* **Problem**
Beginning with the line that holds "Category: stone rubble", write out the remaining lines of the material exactly, the last line included.

[[ Raw data, beginning ]]

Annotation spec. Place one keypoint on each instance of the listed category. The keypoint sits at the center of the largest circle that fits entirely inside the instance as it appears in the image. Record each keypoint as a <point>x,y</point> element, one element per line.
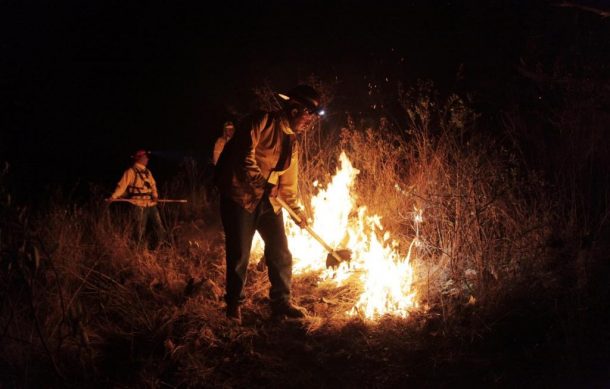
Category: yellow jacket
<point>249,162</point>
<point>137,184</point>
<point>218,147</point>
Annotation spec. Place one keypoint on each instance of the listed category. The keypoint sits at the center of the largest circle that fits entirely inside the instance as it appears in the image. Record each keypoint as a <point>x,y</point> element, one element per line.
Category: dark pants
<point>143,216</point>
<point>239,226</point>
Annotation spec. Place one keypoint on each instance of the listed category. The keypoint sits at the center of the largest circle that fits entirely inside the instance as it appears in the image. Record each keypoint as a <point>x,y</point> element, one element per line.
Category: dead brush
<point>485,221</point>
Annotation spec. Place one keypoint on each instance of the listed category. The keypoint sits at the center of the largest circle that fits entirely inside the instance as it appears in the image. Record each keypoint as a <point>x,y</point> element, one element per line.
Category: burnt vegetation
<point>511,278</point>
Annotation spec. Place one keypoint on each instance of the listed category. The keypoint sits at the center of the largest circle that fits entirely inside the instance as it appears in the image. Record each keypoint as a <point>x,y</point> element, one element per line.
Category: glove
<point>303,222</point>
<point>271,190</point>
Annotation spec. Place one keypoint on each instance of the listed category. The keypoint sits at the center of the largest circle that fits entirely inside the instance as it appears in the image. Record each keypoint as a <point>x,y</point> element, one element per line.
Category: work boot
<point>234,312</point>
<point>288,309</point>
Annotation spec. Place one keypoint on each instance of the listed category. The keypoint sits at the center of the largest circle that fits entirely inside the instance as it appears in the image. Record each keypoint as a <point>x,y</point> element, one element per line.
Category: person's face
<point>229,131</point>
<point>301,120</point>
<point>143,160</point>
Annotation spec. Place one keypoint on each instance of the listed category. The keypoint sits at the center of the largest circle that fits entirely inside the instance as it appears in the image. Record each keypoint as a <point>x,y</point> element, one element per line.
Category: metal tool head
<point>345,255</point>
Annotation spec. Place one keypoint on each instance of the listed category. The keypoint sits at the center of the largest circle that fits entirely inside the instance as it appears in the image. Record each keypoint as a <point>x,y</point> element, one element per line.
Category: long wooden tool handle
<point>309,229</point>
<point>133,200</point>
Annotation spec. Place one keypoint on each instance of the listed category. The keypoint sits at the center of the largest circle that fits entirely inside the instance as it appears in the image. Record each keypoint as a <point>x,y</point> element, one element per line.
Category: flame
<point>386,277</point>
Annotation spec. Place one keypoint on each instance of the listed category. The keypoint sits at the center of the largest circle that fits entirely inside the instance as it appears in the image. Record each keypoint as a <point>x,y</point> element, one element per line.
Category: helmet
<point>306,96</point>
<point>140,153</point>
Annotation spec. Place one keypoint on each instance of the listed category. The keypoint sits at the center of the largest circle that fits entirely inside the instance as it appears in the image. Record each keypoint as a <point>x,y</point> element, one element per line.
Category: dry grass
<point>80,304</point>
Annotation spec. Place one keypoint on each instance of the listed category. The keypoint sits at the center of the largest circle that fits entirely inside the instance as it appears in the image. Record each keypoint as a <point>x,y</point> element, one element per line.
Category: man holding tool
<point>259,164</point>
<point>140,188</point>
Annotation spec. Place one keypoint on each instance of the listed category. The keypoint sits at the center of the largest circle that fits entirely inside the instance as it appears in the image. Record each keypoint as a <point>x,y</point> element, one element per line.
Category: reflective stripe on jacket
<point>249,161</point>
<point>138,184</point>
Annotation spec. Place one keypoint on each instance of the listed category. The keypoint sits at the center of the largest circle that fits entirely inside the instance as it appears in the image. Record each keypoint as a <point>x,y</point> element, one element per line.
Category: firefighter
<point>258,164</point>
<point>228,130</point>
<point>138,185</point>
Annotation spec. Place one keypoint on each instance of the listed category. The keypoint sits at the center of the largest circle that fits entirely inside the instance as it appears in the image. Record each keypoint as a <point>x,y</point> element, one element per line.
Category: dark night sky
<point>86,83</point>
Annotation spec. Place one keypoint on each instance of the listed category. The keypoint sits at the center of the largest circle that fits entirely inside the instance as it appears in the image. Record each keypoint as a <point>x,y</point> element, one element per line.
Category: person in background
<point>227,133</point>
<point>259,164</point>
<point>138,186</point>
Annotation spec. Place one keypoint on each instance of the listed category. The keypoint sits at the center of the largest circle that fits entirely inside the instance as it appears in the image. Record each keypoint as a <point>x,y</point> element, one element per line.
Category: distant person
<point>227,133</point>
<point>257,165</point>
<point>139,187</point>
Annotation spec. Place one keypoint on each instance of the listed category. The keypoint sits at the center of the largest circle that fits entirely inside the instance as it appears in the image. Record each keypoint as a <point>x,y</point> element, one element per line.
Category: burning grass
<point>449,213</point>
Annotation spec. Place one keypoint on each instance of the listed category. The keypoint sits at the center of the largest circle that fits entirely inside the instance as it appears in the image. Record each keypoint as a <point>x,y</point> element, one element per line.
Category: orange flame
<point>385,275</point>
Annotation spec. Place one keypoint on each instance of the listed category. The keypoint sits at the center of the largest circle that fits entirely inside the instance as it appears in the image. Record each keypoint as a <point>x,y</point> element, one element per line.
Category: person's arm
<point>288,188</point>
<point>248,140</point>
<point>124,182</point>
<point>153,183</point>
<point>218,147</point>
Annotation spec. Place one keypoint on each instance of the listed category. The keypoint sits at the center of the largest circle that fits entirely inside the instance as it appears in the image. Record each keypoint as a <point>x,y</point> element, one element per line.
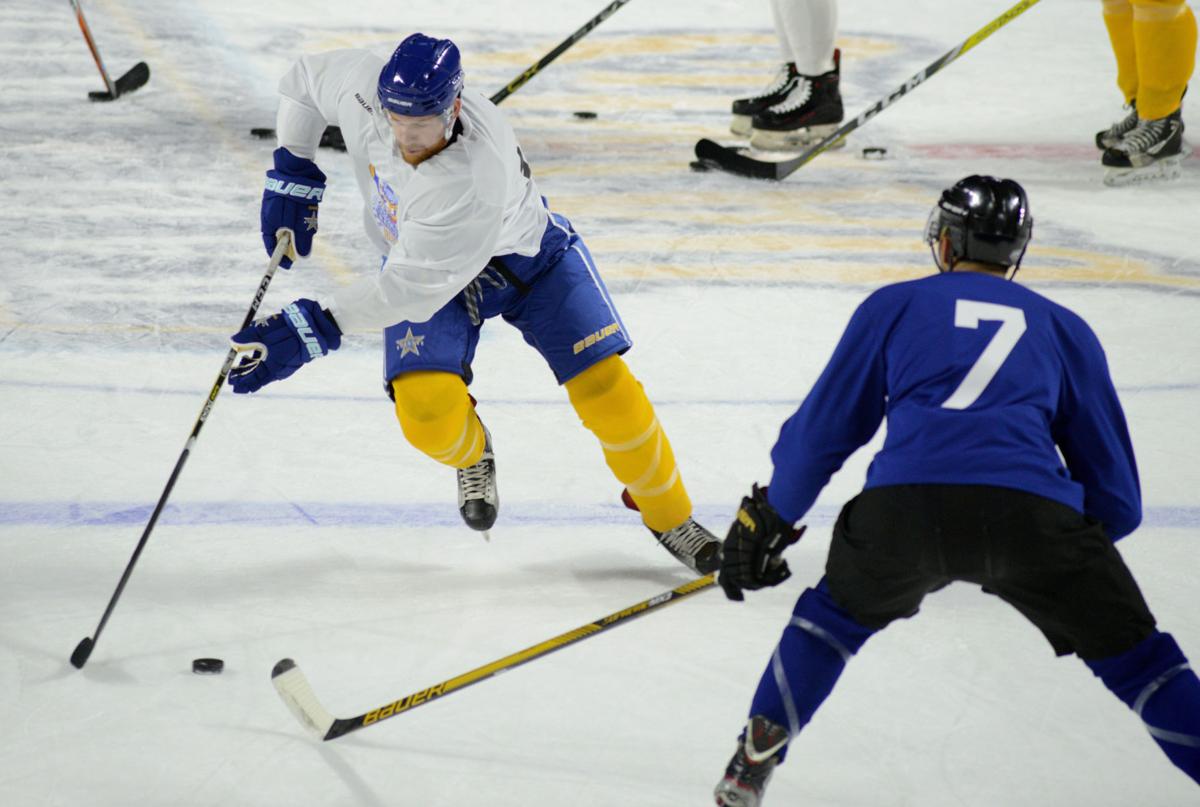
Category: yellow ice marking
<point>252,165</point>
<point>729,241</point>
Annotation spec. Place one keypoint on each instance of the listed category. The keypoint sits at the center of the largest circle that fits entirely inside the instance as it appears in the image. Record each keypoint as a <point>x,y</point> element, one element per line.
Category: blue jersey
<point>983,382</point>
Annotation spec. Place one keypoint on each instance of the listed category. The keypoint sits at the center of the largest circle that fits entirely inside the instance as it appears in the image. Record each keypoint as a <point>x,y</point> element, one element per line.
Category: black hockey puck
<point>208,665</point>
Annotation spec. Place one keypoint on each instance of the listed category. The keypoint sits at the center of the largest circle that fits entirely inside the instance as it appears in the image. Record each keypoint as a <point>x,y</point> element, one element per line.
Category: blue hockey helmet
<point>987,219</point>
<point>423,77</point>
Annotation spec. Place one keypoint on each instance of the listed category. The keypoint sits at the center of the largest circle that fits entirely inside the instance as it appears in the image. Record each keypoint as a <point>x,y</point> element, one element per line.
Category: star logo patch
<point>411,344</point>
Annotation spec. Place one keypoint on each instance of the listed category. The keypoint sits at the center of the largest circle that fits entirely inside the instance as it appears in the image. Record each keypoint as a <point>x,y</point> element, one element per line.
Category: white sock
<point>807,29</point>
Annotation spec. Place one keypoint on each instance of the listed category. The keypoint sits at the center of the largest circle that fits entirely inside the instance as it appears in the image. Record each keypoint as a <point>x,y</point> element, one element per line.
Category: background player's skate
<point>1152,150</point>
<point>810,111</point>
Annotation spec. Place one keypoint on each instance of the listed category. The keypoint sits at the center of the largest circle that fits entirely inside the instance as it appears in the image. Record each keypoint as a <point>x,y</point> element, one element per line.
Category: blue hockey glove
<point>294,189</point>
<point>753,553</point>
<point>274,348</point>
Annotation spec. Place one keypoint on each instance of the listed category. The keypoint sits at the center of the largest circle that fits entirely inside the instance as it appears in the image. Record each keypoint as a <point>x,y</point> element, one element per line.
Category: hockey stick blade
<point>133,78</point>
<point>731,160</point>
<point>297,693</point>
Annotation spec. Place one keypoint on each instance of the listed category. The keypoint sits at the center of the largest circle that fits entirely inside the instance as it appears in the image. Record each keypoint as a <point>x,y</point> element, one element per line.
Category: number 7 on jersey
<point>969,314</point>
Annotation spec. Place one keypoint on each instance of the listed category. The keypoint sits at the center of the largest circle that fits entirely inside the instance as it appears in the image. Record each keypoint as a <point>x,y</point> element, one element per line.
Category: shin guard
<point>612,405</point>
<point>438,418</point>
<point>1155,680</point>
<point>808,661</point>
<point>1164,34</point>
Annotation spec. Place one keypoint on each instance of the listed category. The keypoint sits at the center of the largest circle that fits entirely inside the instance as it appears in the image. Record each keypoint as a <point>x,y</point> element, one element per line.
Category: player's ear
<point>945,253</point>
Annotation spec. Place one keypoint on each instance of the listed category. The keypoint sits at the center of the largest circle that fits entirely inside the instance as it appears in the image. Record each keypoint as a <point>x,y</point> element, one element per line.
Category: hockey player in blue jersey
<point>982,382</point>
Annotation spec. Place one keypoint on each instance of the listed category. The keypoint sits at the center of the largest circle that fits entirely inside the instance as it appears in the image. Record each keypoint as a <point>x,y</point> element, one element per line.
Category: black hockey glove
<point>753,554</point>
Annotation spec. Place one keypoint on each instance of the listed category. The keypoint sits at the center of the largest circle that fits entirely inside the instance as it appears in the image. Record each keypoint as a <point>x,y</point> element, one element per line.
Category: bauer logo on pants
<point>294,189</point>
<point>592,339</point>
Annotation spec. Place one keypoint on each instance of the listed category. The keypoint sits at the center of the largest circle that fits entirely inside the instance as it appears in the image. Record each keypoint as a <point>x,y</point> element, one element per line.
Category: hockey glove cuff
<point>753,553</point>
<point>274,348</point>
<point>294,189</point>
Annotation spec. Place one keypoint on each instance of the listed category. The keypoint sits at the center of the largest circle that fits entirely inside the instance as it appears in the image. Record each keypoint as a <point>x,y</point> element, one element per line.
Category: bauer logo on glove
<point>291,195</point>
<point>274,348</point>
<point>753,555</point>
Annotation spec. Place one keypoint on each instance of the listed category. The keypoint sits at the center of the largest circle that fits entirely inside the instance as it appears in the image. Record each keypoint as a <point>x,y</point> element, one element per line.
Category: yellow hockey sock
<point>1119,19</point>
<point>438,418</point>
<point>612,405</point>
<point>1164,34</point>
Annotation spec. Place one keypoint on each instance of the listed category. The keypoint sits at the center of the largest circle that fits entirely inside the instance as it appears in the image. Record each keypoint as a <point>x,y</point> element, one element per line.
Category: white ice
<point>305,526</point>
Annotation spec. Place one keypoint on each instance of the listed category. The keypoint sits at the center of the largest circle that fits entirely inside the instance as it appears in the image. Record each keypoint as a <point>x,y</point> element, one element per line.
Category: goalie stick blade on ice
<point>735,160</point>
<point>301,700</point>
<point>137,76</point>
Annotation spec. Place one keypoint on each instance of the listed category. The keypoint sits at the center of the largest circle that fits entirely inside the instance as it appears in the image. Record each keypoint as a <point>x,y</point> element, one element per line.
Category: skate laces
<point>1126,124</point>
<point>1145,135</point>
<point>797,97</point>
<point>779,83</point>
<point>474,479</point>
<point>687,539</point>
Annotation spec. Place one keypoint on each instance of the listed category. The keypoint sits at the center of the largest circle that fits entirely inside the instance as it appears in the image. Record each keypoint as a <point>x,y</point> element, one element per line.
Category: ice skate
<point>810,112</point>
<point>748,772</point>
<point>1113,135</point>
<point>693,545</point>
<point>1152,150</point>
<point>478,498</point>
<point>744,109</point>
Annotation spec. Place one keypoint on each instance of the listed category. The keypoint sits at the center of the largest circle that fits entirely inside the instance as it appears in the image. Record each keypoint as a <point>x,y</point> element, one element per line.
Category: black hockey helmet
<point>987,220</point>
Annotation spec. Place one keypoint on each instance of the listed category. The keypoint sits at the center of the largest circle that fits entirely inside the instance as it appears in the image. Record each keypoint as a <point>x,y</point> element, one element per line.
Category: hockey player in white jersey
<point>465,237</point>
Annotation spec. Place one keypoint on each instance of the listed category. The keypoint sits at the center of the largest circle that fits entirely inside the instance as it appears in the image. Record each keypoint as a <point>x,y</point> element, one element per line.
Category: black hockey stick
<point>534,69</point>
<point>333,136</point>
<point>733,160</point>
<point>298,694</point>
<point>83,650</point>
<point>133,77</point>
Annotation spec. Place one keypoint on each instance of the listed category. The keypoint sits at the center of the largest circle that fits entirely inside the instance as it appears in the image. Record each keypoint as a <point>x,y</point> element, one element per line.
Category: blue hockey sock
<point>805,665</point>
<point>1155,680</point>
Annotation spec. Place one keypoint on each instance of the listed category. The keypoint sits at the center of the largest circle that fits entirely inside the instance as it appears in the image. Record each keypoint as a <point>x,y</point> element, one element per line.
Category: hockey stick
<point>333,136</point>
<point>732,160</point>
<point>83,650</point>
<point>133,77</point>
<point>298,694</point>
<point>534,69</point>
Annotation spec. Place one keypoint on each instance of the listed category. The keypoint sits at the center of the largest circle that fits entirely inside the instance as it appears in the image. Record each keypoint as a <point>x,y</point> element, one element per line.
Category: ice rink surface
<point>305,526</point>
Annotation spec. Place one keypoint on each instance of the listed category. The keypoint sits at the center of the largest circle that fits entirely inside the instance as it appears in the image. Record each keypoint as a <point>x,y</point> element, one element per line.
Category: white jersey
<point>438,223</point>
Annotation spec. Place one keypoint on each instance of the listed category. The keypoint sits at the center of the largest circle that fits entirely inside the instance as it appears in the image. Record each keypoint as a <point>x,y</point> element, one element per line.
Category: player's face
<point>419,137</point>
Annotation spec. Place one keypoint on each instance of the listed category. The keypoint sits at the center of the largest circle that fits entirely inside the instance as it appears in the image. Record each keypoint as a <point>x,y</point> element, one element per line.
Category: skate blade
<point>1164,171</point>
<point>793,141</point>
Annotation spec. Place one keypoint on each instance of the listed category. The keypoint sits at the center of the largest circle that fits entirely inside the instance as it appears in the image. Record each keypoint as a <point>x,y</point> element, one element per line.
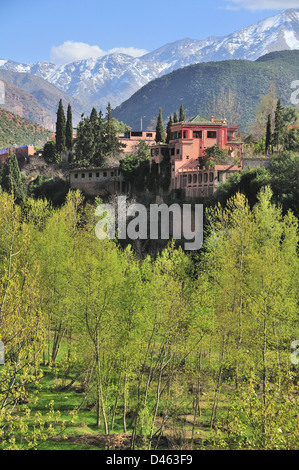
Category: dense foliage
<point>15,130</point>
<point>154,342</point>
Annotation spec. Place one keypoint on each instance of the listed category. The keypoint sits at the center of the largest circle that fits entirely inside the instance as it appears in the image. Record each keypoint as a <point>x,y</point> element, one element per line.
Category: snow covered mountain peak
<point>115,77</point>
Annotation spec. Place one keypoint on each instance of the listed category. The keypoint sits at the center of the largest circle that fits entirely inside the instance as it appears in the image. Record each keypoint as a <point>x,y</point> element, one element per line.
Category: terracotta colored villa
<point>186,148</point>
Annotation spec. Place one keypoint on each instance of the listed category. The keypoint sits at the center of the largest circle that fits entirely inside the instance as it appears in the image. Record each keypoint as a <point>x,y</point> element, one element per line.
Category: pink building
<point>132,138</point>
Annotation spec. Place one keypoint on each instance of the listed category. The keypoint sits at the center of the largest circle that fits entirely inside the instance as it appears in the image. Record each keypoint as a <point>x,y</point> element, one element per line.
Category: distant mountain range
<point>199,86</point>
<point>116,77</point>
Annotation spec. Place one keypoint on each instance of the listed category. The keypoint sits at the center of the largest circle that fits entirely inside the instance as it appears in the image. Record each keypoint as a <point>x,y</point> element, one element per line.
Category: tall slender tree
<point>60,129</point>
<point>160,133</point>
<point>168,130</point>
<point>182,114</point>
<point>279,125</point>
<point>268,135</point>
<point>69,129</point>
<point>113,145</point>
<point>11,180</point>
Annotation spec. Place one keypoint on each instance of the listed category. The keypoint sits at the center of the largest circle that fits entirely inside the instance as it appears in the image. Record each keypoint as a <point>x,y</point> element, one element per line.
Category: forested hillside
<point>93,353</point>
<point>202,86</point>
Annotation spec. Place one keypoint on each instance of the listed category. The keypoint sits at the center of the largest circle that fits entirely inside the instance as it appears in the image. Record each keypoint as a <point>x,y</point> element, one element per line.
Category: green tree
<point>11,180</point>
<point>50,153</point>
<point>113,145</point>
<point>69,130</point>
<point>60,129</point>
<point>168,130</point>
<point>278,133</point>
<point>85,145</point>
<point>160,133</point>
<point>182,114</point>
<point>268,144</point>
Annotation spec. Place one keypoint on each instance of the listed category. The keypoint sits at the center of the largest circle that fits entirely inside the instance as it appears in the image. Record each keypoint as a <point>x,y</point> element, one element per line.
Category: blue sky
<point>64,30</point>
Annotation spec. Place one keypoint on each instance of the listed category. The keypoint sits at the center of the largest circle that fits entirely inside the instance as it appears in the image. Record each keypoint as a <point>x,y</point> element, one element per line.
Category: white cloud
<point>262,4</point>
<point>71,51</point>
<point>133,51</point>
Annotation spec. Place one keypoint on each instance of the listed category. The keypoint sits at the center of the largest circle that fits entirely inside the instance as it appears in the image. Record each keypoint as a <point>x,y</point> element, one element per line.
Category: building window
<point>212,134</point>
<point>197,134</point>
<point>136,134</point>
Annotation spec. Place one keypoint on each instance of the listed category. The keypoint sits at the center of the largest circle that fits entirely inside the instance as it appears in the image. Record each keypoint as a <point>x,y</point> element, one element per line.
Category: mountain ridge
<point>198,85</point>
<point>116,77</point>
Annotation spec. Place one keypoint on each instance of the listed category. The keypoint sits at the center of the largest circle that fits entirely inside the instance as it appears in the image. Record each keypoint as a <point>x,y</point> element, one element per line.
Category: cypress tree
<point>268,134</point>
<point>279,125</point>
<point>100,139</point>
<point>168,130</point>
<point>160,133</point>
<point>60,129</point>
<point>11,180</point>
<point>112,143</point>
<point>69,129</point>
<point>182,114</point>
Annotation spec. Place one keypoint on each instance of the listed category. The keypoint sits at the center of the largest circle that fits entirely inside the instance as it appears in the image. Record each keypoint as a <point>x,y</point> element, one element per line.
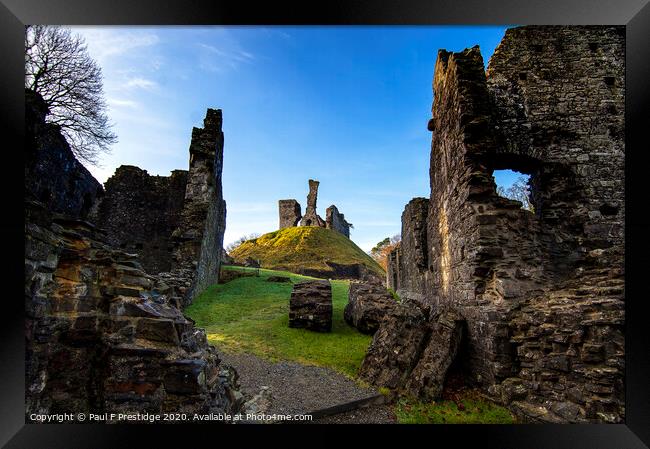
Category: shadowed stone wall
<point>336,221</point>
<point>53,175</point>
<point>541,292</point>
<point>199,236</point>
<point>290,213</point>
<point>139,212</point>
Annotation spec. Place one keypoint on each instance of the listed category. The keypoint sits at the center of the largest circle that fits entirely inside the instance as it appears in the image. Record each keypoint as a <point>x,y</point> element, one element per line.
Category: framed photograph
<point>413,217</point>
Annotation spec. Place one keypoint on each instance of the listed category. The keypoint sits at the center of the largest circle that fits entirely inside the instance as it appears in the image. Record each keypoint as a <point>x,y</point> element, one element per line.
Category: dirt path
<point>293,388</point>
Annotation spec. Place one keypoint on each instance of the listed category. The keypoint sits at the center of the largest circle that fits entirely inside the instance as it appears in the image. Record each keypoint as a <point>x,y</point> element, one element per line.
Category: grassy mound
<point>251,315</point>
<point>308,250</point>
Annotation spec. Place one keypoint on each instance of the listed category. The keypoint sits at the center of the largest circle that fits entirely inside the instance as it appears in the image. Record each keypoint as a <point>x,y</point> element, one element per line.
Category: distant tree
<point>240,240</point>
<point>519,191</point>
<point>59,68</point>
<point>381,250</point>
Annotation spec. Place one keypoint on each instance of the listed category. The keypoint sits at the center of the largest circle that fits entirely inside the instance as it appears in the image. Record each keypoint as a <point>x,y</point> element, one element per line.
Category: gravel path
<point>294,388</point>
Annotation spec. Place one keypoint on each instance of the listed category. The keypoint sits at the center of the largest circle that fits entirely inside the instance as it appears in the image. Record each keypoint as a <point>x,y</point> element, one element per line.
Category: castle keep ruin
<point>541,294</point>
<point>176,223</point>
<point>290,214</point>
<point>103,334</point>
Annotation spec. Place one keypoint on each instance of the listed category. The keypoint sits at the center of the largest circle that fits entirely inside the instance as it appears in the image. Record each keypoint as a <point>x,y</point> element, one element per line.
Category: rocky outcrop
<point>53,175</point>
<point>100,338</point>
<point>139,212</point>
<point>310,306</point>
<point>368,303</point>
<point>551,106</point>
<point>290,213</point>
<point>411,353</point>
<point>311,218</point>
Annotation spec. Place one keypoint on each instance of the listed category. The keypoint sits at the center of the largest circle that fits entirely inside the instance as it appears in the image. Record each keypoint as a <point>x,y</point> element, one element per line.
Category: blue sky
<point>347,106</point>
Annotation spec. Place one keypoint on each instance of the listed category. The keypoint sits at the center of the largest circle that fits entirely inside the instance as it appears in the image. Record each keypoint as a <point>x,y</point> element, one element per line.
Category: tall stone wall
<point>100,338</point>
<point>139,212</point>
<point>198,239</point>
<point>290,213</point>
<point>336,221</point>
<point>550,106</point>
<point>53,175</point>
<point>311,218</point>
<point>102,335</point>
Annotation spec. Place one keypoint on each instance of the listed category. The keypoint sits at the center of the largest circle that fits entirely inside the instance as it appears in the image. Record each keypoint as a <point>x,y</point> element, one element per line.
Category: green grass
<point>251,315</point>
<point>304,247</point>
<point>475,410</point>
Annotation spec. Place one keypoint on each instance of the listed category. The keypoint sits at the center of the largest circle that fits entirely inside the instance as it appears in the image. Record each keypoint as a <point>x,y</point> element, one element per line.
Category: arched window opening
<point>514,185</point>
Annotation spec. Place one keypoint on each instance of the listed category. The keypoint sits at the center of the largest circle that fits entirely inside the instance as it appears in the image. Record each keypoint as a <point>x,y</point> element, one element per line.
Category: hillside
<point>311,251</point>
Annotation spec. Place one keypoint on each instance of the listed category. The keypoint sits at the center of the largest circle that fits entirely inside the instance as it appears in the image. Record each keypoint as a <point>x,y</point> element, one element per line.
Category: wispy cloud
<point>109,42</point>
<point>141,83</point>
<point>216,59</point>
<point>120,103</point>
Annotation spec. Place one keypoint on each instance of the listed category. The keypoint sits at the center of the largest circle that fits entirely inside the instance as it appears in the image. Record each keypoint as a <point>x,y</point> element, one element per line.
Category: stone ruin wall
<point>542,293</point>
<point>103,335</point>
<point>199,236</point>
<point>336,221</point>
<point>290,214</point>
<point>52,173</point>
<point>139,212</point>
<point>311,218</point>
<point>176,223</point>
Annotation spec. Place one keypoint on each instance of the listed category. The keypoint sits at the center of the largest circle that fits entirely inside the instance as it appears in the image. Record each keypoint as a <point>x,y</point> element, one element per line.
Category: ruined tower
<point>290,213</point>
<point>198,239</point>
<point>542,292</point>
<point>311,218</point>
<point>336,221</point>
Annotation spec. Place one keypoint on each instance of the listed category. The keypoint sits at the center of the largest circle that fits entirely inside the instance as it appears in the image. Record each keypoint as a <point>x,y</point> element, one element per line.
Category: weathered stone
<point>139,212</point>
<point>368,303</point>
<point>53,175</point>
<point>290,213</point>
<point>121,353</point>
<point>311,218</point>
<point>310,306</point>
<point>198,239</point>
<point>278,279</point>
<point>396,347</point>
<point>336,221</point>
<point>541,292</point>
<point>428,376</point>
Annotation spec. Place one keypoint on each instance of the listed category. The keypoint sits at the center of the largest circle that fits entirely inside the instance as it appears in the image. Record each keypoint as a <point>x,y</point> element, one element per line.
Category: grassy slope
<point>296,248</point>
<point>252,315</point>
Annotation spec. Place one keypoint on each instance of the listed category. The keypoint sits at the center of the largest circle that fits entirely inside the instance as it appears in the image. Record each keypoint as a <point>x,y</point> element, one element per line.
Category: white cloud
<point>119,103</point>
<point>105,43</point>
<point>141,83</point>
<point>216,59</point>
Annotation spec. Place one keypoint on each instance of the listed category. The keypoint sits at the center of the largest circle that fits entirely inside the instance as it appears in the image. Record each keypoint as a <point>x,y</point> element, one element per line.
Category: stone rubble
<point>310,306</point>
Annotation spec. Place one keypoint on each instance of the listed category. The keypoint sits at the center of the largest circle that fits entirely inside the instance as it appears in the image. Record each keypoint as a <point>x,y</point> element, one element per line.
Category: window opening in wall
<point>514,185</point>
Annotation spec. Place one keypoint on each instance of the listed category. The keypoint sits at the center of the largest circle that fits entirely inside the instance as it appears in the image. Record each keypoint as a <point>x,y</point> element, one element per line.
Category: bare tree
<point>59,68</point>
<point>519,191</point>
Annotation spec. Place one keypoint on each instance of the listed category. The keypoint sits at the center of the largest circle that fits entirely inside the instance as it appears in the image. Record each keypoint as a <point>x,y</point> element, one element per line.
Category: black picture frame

[[ Raw data, end ]]

* **Expected answer**
Category: stone rubble
<point>310,306</point>
Annotation spec. Place one keypoint on each instance of the listed category. The keypoint sits at the center of the largest circle that fits entirely inside the instance as it appears in the image. Record each keypoint as a <point>x,y</point> element, one element per line.
Category: window opening in wall
<point>514,185</point>
Annotation spec. Place one keypoint on each instance of the listed category. The keypoint sits at the center of the largest circle that fits entirely inside the instance as it appears in the image. Record each keypoint as a <point>x,y</point> element, one element per line.
Category: bare tree
<point>59,68</point>
<point>519,191</point>
Annotation spec. Place one keypoint on each instance of the listed category. The keypoint sits at the center of the largest circle that fits entirely inside the instance as it appears in the image. Record each keypoint as a <point>x,y</point> element, one element per line.
Category: black picture frame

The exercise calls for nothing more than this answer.